(Extracted records)
* * * * *

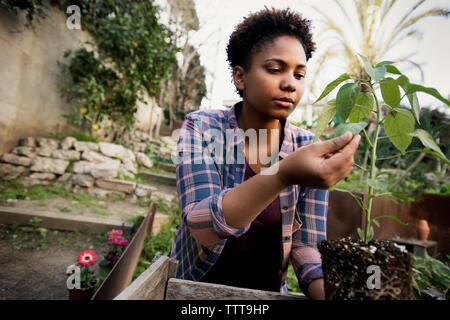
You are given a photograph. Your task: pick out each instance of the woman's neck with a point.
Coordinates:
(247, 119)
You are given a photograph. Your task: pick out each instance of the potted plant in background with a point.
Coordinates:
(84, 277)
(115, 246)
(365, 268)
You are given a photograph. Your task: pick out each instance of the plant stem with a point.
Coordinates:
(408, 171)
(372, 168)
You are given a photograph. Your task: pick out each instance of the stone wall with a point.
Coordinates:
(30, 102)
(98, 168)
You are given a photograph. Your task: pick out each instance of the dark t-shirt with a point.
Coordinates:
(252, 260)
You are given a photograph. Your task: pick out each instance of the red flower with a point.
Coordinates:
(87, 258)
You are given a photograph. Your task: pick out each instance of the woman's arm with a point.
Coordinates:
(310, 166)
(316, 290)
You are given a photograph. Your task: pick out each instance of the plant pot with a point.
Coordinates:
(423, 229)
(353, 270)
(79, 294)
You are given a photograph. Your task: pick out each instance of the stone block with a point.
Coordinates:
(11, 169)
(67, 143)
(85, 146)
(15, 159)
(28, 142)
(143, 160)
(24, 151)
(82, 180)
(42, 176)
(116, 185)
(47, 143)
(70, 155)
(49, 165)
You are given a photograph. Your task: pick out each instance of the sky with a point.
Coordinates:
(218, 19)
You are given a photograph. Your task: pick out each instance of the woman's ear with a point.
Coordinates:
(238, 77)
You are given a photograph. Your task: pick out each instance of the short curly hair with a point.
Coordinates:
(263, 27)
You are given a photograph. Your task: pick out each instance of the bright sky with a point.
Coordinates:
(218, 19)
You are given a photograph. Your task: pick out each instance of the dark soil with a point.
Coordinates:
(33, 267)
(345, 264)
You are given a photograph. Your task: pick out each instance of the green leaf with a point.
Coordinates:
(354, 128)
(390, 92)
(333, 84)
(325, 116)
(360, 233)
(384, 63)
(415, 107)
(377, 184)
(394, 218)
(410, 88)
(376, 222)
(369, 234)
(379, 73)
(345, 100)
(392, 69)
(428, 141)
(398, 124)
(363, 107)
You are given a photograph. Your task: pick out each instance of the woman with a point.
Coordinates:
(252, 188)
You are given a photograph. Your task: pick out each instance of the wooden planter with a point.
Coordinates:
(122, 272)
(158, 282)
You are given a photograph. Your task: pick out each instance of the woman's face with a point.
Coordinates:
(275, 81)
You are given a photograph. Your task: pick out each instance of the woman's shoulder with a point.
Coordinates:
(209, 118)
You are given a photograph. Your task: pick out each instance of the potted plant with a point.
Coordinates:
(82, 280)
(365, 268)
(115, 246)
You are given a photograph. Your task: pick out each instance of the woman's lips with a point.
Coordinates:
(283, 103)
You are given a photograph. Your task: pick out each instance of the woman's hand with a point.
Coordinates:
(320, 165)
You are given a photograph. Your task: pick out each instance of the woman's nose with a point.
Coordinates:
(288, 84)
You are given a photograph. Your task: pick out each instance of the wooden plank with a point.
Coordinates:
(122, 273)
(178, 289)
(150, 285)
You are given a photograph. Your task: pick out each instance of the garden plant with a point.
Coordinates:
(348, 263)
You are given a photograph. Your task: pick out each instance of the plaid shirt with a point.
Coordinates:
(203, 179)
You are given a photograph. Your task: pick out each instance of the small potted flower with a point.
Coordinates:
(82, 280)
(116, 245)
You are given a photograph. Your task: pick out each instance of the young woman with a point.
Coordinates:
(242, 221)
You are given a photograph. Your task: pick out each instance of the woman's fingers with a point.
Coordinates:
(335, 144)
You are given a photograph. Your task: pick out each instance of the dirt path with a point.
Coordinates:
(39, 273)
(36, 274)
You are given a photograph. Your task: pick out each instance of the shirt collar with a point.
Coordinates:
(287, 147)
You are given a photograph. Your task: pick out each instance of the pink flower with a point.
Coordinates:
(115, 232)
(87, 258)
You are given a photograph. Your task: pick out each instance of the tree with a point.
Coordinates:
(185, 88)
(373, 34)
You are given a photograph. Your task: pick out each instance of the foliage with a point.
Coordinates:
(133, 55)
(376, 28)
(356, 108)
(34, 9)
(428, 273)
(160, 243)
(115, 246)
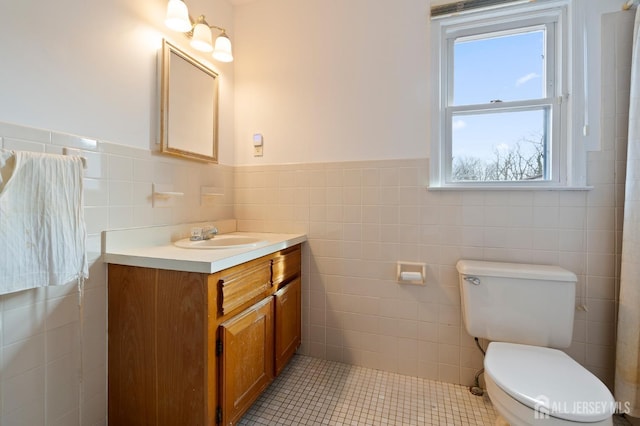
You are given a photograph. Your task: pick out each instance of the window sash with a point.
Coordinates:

* * * * *

BRIEF: Put the stretch of the listing above, from the line containing "foliage with a point." through the end, into a numbered list, skipping blank lines and leaving out the pictures.

RESULT:
1. You are given a photograph. Your task: pick out each instance of the foliage with a point.
2. Coordinates:
3. (133, 55)
4. (376, 28)
5. (356, 108)
6. (34, 9)
7. (428, 273)
8. (160, 243)
9. (115, 246)
10. You are given a photograph. Your task: pick out each instance of the window sash with a point.
11. Coordinates:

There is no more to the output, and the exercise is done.